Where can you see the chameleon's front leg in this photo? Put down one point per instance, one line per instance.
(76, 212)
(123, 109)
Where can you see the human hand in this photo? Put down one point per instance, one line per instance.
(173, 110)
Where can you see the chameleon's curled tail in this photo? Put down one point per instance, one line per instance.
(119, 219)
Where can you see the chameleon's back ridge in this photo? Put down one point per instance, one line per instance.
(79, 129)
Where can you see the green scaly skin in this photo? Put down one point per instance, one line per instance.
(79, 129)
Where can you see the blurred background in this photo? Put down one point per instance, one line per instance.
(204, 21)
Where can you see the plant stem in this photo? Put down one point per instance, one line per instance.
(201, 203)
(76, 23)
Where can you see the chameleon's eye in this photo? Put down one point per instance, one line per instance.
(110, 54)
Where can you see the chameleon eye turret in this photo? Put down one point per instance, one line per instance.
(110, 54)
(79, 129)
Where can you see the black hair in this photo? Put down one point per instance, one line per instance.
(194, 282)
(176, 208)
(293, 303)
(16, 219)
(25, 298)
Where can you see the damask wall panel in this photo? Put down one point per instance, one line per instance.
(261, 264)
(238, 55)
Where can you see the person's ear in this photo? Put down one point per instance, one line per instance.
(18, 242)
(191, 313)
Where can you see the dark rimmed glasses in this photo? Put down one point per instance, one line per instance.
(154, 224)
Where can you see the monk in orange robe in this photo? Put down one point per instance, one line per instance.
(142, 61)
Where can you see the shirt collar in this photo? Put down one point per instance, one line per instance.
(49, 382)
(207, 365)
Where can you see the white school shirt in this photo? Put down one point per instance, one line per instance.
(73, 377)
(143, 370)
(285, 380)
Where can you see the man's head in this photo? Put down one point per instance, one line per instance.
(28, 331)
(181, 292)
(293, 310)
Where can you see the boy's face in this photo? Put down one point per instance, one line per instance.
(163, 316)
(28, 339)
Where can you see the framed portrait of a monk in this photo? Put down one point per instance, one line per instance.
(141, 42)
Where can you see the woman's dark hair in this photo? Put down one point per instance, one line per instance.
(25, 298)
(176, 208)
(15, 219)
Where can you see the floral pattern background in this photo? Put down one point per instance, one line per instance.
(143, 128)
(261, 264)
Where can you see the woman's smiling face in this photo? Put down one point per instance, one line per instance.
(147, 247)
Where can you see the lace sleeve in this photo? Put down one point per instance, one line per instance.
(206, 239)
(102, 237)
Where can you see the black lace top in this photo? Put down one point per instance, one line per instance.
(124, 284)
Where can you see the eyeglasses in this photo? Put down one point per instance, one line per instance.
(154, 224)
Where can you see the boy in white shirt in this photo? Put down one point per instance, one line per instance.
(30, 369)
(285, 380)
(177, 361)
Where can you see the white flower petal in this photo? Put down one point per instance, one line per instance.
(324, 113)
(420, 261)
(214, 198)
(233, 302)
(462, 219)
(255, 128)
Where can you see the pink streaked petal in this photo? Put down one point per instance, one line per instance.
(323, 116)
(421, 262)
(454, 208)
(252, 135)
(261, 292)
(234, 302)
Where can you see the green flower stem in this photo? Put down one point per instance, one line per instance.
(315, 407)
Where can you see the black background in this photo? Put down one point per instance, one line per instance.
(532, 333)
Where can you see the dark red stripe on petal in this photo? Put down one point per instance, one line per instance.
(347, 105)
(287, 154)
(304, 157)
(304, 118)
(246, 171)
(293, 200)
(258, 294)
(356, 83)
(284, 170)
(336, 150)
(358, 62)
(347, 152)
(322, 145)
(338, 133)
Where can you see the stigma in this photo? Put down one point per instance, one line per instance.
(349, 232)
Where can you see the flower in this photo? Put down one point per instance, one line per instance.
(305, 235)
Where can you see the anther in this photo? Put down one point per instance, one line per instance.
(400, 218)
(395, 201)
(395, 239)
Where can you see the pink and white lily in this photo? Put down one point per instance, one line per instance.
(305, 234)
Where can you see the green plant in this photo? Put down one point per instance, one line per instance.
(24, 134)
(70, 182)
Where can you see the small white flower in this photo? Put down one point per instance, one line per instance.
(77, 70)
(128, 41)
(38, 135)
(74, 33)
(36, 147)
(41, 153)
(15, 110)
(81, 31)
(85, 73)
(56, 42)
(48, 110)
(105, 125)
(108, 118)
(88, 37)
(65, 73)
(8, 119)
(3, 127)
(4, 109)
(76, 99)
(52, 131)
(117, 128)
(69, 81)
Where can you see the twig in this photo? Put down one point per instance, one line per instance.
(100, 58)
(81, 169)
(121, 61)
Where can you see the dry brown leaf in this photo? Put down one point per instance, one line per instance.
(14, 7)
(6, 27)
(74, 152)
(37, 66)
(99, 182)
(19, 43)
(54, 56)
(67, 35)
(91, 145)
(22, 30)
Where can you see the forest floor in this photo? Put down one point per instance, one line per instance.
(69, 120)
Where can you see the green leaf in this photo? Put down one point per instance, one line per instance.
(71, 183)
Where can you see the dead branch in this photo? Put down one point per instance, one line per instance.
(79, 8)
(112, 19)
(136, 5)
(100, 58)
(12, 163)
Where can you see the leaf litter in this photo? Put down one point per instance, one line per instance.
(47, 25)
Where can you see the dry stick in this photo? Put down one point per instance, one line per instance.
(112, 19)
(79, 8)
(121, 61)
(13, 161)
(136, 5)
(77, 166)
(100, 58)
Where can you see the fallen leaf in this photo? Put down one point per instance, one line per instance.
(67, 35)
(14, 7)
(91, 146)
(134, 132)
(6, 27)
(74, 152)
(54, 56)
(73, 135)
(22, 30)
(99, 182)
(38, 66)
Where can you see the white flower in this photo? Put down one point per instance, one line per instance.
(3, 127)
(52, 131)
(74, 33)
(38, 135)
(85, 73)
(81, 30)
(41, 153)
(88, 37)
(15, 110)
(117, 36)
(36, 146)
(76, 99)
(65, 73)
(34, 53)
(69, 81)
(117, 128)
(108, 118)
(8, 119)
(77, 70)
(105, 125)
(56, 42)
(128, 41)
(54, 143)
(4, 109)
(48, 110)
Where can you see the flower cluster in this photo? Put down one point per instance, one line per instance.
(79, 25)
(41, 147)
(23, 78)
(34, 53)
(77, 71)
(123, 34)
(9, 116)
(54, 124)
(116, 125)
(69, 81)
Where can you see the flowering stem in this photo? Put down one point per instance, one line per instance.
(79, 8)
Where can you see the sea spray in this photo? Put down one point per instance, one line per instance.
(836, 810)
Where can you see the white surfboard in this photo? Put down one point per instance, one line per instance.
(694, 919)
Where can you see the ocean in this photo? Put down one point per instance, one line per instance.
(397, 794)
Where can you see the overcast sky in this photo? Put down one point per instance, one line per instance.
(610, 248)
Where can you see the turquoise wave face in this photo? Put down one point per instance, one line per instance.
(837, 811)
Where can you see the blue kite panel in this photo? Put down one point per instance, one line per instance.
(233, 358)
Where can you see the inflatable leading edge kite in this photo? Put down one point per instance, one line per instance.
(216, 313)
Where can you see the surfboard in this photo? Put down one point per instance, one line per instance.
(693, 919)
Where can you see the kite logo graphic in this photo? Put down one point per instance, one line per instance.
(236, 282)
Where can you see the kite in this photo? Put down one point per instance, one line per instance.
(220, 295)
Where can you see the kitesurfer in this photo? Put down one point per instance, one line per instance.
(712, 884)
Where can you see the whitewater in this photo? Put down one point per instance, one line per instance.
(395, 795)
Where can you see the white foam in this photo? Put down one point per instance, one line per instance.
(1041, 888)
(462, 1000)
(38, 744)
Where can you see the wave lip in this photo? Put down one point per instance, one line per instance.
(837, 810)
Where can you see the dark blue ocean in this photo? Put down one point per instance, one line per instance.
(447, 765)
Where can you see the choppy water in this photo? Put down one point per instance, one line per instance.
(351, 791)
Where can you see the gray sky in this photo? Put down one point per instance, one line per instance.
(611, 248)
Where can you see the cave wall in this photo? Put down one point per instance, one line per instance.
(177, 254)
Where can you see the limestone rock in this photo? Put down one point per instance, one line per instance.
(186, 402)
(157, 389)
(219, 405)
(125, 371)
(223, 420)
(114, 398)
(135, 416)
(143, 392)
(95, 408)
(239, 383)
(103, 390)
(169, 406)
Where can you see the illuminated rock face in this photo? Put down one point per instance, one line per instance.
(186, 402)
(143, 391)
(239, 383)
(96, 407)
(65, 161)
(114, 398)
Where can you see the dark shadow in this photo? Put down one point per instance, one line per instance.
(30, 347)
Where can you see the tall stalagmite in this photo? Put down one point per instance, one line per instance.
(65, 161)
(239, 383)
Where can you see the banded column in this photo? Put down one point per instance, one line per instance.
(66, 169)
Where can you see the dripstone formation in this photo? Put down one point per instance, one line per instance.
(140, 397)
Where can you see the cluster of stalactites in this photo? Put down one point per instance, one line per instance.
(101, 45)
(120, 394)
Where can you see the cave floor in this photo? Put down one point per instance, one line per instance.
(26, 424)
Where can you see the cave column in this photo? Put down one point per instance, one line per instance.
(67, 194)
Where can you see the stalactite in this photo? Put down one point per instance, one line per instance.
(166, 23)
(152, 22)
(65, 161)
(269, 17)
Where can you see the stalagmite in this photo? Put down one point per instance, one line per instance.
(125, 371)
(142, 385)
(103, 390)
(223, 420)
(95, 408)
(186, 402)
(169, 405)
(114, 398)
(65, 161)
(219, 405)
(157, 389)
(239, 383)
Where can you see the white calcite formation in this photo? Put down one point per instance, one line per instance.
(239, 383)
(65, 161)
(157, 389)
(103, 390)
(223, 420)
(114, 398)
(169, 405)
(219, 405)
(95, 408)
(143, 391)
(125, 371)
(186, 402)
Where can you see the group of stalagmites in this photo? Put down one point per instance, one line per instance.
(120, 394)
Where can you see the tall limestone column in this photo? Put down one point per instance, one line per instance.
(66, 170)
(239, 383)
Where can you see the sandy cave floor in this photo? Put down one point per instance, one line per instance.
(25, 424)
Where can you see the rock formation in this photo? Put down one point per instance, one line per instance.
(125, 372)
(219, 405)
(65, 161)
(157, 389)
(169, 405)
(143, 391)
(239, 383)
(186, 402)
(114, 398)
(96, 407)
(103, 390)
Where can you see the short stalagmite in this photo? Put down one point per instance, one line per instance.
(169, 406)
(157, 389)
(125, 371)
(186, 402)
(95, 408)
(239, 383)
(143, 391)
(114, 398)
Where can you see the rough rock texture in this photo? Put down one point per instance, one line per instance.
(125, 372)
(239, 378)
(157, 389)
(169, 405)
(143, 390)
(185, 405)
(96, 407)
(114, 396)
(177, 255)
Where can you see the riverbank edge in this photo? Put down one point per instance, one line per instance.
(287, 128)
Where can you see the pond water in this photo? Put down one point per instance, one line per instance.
···
### WHAT THIS TASK INVOLVES
Each line from the one that contains "Where can you see the riverbank" through the last line of the listing above should be written out exactly, and no other line.

### YOUR RESPONSE
Where can you see the riverbank edge in this photo? Put down one point per instance, one line per instance.
(287, 128)
Where can you see the pond water in this photo? Put down one point per instance, one line per instance.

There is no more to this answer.